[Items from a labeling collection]

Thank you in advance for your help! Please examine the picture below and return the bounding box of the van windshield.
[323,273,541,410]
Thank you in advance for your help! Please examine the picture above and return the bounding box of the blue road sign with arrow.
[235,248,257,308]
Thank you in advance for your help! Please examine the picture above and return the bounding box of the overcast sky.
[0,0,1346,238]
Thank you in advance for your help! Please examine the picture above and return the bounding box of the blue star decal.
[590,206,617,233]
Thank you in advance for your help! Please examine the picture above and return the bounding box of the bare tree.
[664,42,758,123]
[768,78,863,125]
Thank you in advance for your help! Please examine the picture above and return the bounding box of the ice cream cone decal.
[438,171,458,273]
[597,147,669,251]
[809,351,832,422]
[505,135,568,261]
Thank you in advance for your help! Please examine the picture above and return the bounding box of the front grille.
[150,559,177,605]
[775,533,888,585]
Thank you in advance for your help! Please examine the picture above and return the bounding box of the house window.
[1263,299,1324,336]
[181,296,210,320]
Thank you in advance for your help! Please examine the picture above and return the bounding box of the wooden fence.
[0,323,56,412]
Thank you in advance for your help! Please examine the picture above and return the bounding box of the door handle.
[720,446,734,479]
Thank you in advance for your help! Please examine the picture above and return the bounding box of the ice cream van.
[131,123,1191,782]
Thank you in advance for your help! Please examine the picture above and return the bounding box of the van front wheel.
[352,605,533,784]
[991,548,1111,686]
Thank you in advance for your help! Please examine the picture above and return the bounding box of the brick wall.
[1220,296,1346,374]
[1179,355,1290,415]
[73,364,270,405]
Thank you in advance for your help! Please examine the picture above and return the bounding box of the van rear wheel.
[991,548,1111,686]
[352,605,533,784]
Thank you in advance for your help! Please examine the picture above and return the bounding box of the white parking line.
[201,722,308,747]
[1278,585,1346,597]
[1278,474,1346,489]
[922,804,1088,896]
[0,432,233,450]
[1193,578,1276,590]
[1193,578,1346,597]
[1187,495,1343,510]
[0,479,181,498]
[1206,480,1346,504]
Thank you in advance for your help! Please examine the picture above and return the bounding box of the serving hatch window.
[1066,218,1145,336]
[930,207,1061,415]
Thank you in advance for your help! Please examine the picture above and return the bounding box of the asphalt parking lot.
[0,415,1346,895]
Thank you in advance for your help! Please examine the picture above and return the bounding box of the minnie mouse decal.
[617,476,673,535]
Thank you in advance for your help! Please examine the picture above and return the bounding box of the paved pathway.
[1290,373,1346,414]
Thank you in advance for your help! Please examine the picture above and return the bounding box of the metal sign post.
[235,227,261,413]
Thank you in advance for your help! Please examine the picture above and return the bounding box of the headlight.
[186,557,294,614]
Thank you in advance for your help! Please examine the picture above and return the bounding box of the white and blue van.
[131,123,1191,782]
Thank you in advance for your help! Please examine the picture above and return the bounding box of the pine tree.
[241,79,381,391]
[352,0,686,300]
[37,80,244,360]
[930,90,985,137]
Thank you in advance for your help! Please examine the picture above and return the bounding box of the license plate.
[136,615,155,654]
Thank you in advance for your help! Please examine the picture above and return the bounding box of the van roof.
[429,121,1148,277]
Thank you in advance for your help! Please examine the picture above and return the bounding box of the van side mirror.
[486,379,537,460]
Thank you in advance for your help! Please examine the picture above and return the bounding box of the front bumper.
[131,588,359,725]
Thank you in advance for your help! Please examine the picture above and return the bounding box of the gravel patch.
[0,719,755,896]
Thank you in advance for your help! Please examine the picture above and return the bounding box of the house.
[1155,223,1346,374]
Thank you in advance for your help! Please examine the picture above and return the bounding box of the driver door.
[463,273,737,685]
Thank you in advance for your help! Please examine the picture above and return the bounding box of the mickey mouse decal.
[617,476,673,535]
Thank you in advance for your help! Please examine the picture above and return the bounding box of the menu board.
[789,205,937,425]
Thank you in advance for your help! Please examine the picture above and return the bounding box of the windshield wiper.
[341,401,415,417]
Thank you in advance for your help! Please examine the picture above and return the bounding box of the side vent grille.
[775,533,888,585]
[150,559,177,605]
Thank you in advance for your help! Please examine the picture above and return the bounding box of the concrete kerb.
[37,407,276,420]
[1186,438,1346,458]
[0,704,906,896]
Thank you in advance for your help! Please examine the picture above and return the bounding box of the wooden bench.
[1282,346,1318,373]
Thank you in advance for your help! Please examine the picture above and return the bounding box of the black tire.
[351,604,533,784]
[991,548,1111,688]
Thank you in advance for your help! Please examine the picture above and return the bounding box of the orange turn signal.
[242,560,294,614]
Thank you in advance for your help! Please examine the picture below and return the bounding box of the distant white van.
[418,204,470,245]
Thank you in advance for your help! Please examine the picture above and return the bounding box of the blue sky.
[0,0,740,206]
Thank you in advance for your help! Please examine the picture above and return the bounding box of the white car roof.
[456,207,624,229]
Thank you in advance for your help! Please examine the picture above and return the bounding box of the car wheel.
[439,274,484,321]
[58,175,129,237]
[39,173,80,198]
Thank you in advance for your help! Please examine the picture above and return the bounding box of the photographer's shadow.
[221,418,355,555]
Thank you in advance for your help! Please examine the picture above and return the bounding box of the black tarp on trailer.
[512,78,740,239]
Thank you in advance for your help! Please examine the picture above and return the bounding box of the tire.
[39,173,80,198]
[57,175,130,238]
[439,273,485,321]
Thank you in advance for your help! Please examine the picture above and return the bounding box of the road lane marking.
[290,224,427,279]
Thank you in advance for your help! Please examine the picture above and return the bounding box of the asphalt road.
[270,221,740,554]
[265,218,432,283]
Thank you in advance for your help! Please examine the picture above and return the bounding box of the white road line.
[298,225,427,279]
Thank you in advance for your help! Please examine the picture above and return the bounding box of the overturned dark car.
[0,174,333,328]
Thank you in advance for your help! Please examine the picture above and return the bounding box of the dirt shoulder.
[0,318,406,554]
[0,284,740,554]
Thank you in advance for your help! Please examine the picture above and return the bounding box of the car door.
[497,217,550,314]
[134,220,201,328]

▶ **Goal of the exercise**
Please collect every line in the records above that contains the word "tire", treating uppercase and lowercase as different.

▶ **Response**
Thank you in advance for your help! Please examine the picture above and return the bounding box of the black tire.
Thank you in advance for your help! Please examine the picture above and return the bounding box of the tire.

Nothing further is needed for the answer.